=== SET EXERCISE ===
Copy out verbatim the lines from the one containing "Kindly provide the mask of every instance of the hallway." through the last line of the records below, including both of those lines.

------ EXERCISE MATERIAL ------

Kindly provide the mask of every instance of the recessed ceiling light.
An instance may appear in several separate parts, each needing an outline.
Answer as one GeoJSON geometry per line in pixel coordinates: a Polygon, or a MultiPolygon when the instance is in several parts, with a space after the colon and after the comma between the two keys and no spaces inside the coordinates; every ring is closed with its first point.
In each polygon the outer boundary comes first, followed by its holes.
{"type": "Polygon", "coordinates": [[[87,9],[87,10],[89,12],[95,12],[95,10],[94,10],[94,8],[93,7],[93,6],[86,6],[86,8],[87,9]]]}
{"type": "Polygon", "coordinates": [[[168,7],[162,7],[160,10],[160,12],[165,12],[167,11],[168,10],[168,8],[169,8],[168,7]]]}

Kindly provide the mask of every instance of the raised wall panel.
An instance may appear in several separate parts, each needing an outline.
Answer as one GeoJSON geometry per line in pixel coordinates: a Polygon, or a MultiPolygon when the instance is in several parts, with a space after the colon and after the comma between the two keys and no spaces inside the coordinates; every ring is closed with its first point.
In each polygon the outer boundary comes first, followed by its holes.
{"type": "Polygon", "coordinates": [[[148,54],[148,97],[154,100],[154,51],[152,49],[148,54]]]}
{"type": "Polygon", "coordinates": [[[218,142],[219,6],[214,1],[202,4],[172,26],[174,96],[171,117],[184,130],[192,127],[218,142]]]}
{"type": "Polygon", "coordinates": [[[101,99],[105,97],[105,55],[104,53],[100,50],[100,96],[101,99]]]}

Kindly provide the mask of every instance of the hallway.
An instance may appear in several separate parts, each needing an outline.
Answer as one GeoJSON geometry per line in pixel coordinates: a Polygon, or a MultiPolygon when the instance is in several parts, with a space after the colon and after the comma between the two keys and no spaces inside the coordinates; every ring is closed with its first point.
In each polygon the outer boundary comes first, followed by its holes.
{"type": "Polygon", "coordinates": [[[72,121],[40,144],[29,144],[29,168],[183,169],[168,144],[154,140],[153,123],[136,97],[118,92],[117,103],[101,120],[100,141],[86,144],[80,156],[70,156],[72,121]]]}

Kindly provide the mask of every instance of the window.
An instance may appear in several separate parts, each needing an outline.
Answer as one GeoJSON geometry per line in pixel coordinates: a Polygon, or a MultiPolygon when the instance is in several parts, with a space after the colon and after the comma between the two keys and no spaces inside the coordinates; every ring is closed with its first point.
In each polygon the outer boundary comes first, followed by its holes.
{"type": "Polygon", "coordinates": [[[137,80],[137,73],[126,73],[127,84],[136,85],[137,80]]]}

------

=== COMPLETED EXERCISE ===
Kindly provide the mask of every instance of the hallway.
An instance may appear in several separate parts, each needing an outline.
Answer as one GeoJSON geometry per line in pixel coordinates: a Polygon, or a MultiPolygon when the instance is in several parts, with a space after the colon and after the comma between the two keys and no spaces inside the coordinates; every ring is closed with its first point.
In each polygon the outer boundary comes first, followed by its holes.
{"type": "Polygon", "coordinates": [[[72,121],[40,144],[29,144],[29,168],[183,169],[168,144],[154,140],[153,123],[136,97],[118,92],[117,103],[101,120],[100,141],[86,144],[80,156],[70,156],[72,121]]]}

Kindly provide the mask of every instance of the window.
An instance may appear in several separate parts, each needing an outline.
Answer as one GeoJSON geometry per line in pixel coordinates: a Polygon, or a MultiPolygon when the instance is in several parts, with a space after the colon and after the comma between the two keys and no spaces inside the coordinates; every ring is closed with its first point.
In each polygon the outer boundary comes first, followed by its holes.
{"type": "Polygon", "coordinates": [[[137,80],[137,73],[126,73],[127,84],[136,85],[137,80]]]}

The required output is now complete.